Text under study:

┄┄┄┄┄┄┄┄┄┄

Cheryl Phillips is an American data journalist and professor. As of 2014, she has taught data journalism at Stanford University and founded both its Computational Journalism Lab and its Big Local News initiative. As of 2022, she has also served as the director of Stanford's Computational Policy Lab.

== Career ==

=== Seattle Times ===
Between 2002 and 2014, Phillips worked for the Seattle Times. In 2004, Phillips was part of a team that won the Sigma Delta Chi Award for their reporting on the TSA. Phillips was also on the team that gathered and organized the data for the Seattle Times when they were awarded two Pulitzer Prizes for Breaking News Reporting: one in 2010, for a story that covered the shooting deaths of four police officers, and the other in 2015, for their detailed coverage of the Steelhead Haven neighborhood landslide. While working at the Seattle Times, Phillips was the data innovation editor at the time and contributed to the data gathering and data visualization that enhanced both of those stories.

=== Stanford ===
Since 2014, Phillips has been teaching data journalism in Stanford University's Department of Communication and Journalism, where she co-founded the Stanford Computational Journalism Lab and serves as the Hearst Professional-in-Residence. In 2022, Cheryl Phillips became the Stanford Computational Policy Lab's director.

┄┄┄┄┄┄┄┄┄┄

Given entries:
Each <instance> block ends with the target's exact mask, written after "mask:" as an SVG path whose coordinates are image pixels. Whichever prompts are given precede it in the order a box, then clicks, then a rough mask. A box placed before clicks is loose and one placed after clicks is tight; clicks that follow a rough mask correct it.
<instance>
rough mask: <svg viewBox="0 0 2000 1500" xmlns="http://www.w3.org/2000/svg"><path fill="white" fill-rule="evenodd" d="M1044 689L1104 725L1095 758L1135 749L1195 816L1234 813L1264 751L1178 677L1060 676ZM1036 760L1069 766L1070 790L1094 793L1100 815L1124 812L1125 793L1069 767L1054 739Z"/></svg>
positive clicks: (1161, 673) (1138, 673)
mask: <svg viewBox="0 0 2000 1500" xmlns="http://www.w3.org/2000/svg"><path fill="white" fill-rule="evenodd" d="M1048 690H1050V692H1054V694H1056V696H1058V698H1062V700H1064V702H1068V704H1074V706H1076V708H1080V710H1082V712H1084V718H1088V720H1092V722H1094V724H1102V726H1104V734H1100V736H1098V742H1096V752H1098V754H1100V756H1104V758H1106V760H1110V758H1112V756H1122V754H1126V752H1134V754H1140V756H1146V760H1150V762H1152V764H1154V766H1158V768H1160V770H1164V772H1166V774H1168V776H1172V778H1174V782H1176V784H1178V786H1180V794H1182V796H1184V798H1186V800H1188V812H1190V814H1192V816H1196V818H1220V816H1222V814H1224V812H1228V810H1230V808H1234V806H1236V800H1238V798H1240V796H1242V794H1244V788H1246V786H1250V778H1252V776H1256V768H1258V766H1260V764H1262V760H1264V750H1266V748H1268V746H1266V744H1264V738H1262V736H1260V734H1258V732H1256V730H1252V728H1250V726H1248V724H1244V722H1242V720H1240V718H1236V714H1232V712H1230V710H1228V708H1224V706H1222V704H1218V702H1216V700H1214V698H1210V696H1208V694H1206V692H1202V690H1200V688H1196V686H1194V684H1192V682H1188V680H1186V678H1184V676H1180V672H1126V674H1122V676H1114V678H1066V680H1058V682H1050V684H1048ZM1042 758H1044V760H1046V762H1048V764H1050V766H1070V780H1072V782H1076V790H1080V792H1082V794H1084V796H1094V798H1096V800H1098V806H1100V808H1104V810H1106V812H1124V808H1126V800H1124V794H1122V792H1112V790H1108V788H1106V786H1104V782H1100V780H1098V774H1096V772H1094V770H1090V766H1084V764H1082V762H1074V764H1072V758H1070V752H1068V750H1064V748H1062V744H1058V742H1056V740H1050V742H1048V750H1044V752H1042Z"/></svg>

┄┄┄┄┄┄┄┄┄┄

Problems to work on:
**A.** Do these statements agree with the text about Cheryl Phillips? Answer yes or no for each, and quote the words that decide it.
(i) Phillips worked for the Seattle Times from 2002 to 2014.
(ii) In 2004, Phillips was on a team that won a Pulitzer Prize for its reporting on the TSA.
(iii) At Stanford, Phillips serves as the Hearst Professional-in-Residence.
**B.** Can you carry on the text about Cheryl Phillips from the point where it stops?
The material has nothing to do with the text about Cheryl Phillips.

Expected outputs:
**A.**
(i) Yes: "Between 2002 and 2014, Phillips worked for the Seattle Times."
(ii) No: "In 2004, Phillips was part of a team that won the Sigma Delta Chi Award for their reporting on the TSA."
(iii) Yes: "serves as the Hearst Professional-in-Residence"

**B.**
=== Big Local News ===
Phillips founded the Big Local News initiative and serves as its co-director. She had initially pitched the idea for it during a job talk at Stanford in 2014. The initiative collects data for journalism purposes and additionally develops tools, such as Data Talk and Audit Watch, in order to crawl public information and help journalists with stories regarding government accountability. Some tools are powered by artificial intelligence, specifically natural language processing, in order to sift through large data sets from the government.

Big Local News has partnered with The New York Times, received support from the Knight Foundation, and provided courses for students at Stanford. In 2024, Big Local News' journalists were part of two finalists for the Pulitzer Prizes.